§ **YOUR OBJECTIVE**
Write out the full listing again, exactly as it stands.

§ **INPUT MATERIAL**
******
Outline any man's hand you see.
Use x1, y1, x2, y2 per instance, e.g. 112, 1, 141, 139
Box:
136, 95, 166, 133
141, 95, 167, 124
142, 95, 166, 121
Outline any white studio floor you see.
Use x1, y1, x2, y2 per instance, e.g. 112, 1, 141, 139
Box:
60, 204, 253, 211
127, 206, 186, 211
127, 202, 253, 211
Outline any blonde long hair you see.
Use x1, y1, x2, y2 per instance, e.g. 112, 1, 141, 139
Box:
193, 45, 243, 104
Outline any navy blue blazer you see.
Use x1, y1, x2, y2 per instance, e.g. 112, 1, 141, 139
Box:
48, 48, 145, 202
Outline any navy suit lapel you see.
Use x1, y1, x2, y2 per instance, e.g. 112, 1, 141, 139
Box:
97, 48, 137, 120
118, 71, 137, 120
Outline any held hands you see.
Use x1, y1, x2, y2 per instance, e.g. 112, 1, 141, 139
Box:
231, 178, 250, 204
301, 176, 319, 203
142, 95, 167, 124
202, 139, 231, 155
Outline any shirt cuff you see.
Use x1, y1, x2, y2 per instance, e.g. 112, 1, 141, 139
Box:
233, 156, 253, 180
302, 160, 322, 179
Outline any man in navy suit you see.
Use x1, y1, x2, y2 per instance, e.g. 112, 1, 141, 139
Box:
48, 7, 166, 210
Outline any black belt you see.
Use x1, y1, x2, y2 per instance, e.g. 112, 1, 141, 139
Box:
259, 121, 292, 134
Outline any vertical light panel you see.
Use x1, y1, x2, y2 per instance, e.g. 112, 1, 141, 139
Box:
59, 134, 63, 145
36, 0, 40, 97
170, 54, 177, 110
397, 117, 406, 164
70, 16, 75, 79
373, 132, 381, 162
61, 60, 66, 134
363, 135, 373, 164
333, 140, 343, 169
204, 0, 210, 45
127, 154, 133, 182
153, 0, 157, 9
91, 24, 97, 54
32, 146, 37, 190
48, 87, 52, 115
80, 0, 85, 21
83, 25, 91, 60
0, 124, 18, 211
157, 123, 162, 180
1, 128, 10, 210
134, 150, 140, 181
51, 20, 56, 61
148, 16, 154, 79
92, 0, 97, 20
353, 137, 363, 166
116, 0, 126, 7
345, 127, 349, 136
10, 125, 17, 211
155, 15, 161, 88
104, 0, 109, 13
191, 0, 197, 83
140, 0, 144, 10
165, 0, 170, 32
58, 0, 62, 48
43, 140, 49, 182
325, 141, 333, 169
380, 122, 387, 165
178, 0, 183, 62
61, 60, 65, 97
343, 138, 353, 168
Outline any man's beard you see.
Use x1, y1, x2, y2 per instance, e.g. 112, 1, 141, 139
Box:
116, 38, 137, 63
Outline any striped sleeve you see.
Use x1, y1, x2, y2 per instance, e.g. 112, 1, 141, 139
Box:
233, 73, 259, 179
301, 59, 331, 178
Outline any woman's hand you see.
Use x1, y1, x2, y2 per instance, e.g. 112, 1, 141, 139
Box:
******
§ **THE ANSWER**
Outline any man's hand you see.
Use x1, y1, x2, y2 per instance, e.g. 112, 1, 141, 139
Box:
136, 95, 166, 133
141, 95, 167, 124
142, 95, 166, 121
Outline any white studio floor you see.
Use x1, y1, x2, y2 per instance, e.g. 112, 1, 141, 139
Box:
60, 204, 253, 211
127, 206, 186, 211
127, 202, 253, 211
Outline any blonde long hair you see.
Use x1, y1, x2, y2 per instance, e.g. 112, 1, 141, 139
Box:
193, 45, 243, 104
Outline any navy blue blazer you see.
Use x1, y1, x2, y2 per instance, e.g. 112, 1, 141, 139
Box:
48, 48, 145, 202
Outline any navy suit lapel you see.
Use x1, y1, x2, y2 per instance, e.g. 112, 1, 141, 139
Box:
97, 48, 137, 120
118, 71, 137, 120
Outline any held hands you see.
Use x1, y1, x2, y2 per instance, e.g. 112, 1, 141, 139
Box:
231, 178, 250, 204
301, 176, 319, 203
142, 95, 167, 124
202, 139, 231, 155
Outline any shirt cuff you see.
Use x1, y1, x2, y2 per instance, e.g. 112, 1, 141, 139
Box:
233, 156, 253, 180
302, 160, 322, 179
Outline any man in navy suit you see.
Use x1, y1, x2, y2 per instance, e.g. 112, 1, 141, 139
Box:
48, 7, 166, 210
Outline any black belt you see.
Use x1, y1, x2, y2 per instance, e.g. 112, 1, 141, 139
Box:
259, 121, 292, 134
Outline any vertical light panel you see.
Use x1, y1, x2, y2 per instance, e.g. 112, 1, 141, 139
Box:
59, 134, 63, 145
36, 0, 40, 97
170, 54, 177, 110
397, 117, 406, 164
70, 16, 75, 79
373, 132, 381, 162
61, 60, 66, 134
363, 135, 373, 164
333, 140, 343, 169
204, 0, 210, 45
127, 154, 133, 182
153, 0, 157, 9
91, 24, 97, 54
32, 146, 37, 190
48, 87, 52, 115
80, 0, 85, 21
83, 25, 91, 60
0, 124, 18, 211
157, 123, 162, 180
1, 128, 10, 210
134, 150, 140, 181
51, 20, 56, 61
148, 16, 154, 79
92, 0, 97, 20
353, 137, 363, 166
116, 0, 126, 7
345, 127, 349, 136
10, 125, 17, 211
155, 15, 161, 88
104, 0, 109, 13
191, 0, 197, 83
140, 0, 144, 10
165, 0, 170, 32
58, 0, 62, 48
43, 140, 49, 182
325, 141, 333, 169
380, 122, 387, 165
178, 0, 183, 62
61, 60, 65, 97
343, 138, 353, 168
Outline any man's beard you see.
Use x1, y1, x2, y2 per instance, e.g. 112, 1, 141, 139
Box:
116, 38, 137, 63
Outline any striped sleeve you see.
Use x1, y1, x2, y2 per instance, e.g. 112, 1, 141, 139
Box:
233, 73, 259, 179
301, 59, 331, 178
Outline any woman's hand you see.
Use x1, y1, x2, y2 per instance, e.g. 112, 1, 141, 139
Box:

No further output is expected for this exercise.